> [Directives]
**1)** In the VirtualBox shared folder note, where do you add the module name on Ubuntu/Debian?
**2)** Shorten the paragraph of the VirtualBox shared folder note that starts with "To avoid having to manually mount the share", keeping its main facts.
**3)** Continue the VirtualBox shared folder note from its last sentence.
[Start Extract]
To avoid having to manually mount the share each time the VM boots , the shared mount needs to be added to /etc/fstab, but there’s a catch: the vboxsf kernel module, needed to mount the shared folder, isn’t available when mounting all filesystems during the boot process. So, to fix this we need to make sure the vboxsf module is loaded before the filesystems mount at boot.

On CentOS 7, create a file on /etc/sysconfig/modules directory ending in .modules and add this to load VirtualBox kernel module before filesystems are mounted:

#!/bin/sh

lsmod |grep vboxsf >/dev/null 2>&1
if [ $? -gt 0 ] ; then
exec /sbin/modprobe vboxsf >/dev/null 2>&1
fi

On Ubuntu/Debian, add the module name to /etc/modules. Now we need to add the shared mount to /etc/fstab. In my case, my shared folder is called isos, so I added the following line:

isos    /isos   vboxsf  defaults        0 0
After adding this line you can reboot the server/vm and see if it mounted correctly at boot.
[End Extract]
[Start Dataset records]
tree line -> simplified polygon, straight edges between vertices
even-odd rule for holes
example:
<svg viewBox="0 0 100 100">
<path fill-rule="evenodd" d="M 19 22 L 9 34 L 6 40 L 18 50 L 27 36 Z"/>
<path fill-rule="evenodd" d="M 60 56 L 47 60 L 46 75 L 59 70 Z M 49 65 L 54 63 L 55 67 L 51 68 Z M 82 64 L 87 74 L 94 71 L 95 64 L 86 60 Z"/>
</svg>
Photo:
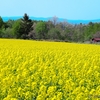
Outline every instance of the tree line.
<svg viewBox="0 0 100 100">
<path fill-rule="evenodd" d="M 0 38 L 84 42 L 94 37 L 100 38 L 100 23 L 73 25 L 58 22 L 56 16 L 49 21 L 36 21 L 26 13 L 21 19 L 7 22 L 0 17 Z"/>
</svg>

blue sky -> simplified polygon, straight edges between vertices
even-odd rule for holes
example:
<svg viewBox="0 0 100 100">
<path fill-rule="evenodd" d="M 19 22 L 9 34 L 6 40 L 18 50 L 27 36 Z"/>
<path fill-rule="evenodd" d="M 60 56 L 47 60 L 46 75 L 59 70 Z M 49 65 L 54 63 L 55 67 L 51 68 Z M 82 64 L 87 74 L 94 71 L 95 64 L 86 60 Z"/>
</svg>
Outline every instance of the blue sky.
<svg viewBox="0 0 100 100">
<path fill-rule="evenodd" d="M 100 19 L 100 0 L 0 0 L 0 16 Z"/>
</svg>

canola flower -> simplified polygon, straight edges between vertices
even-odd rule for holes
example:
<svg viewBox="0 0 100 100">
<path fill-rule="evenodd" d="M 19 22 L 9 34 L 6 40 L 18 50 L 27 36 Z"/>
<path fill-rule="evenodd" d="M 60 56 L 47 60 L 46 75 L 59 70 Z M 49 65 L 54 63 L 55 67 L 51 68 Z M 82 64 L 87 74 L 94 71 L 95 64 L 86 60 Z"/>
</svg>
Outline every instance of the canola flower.
<svg viewBox="0 0 100 100">
<path fill-rule="evenodd" d="M 100 100 L 100 45 L 0 39 L 0 100 Z"/>
</svg>

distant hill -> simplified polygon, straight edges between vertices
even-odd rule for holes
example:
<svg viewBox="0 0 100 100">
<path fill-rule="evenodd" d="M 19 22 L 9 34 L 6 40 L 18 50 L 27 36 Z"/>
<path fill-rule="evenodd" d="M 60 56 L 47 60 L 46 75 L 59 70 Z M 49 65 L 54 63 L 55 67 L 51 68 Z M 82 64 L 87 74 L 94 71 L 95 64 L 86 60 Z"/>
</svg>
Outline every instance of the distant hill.
<svg viewBox="0 0 100 100">
<path fill-rule="evenodd" d="M 16 17 L 2 17 L 3 18 L 3 21 L 8 21 L 9 19 L 11 20 L 17 20 L 17 19 L 20 19 L 20 18 L 23 18 L 23 16 L 16 16 Z M 48 21 L 48 20 L 51 20 L 52 17 L 48 17 L 48 18 L 43 18 L 43 17 L 30 17 L 30 19 L 32 20 L 43 20 L 43 21 Z M 95 20 L 67 20 L 67 19 L 63 19 L 63 18 L 58 18 L 58 21 L 59 22 L 62 22 L 62 21 L 67 21 L 68 23 L 70 24 L 88 24 L 89 22 L 93 22 L 93 23 L 100 23 L 100 19 L 95 19 Z"/>
</svg>

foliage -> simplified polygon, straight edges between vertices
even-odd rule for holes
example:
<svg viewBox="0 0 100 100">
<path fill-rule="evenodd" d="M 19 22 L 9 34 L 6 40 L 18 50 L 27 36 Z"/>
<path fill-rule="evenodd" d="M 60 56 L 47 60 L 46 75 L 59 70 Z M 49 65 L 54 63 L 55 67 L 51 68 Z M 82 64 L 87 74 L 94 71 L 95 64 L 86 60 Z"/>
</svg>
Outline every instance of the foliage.
<svg viewBox="0 0 100 100">
<path fill-rule="evenodd" d="M 100 46 L 0 39 L 1 100 L 99 100 Z"/>
<path fill-rule="evenodd" d="M 35 32 L 37 38 L 46 39 L 47 31 L 48 30 L 47 30 L 46 22 L 40 21 L 36 24 Z"/>
<path fill-rule="evenodd" d="M 72 25 L 65 20 L 59 22 L 56 16 L 46 22 L 31 20 L 26 13 L 21 19 L 9 19 L 7 22 L 3 22 L 0 17 L 0 37 L 6 38 L 85 42 L 93 37 L 99 37 L 98 32 L 100 23 Z"/>
</svg>

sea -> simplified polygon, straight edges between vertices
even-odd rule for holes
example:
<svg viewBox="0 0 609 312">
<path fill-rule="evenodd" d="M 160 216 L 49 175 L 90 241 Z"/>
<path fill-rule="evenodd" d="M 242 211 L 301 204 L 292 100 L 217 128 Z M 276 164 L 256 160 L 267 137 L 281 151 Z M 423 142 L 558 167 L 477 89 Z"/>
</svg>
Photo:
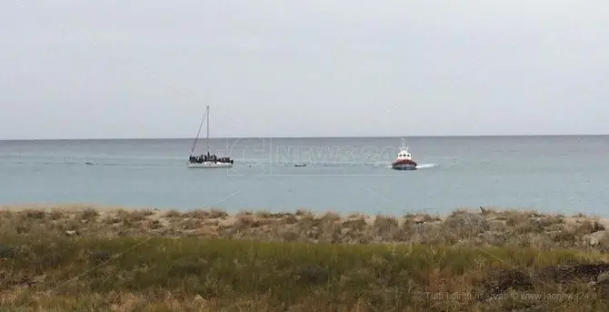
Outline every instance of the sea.
<svg viewBox="0 0 609 312">
<path fill-rule="evenodd" d="M 609 215 L 609 136 L 0 141 L 0 206 L 444 215 L 479 206 Z M 295 166 L 295 165 L 306 165 Z"/>
</svg>

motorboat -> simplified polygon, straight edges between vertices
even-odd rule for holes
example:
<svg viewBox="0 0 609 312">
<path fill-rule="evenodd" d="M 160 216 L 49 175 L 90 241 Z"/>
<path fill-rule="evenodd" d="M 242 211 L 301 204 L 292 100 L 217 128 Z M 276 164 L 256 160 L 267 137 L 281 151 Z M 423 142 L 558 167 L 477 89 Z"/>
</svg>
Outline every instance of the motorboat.
<svg viewBox="0 0 609 312">
<path fill-rule="evenodd" d="M 413 156 L 408 152 L 408 146 L 402 141 L 400 151 L 397 156 L 391 163 L 391 167 L 395 170 L 416 170 L 416 162 L 413 159 Z"/>
</svg>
[End Dataset records]
> [Answers in order]
**1)** In /etc/modules.

**2)** Adding the shared mount to /etc/fstab makes it mount automatically at boot. The vboxsf kernel module, which the mount needs, isn't available when filesystems are mounted during boot, so it must be loaded before that happens.

**3)**
If you want to mount the iso images too at boot, add a line like this one to /etc/fstab, for each iso to mount:

/isos/CentOS/CentOS-7-x86_64-DVD-1511.iso /distros/centos7 iso9660 loop 0 0
Remember to adjust loopback device limits if you plan to mount more than 8 or 10 images (don’t remember right now the limit).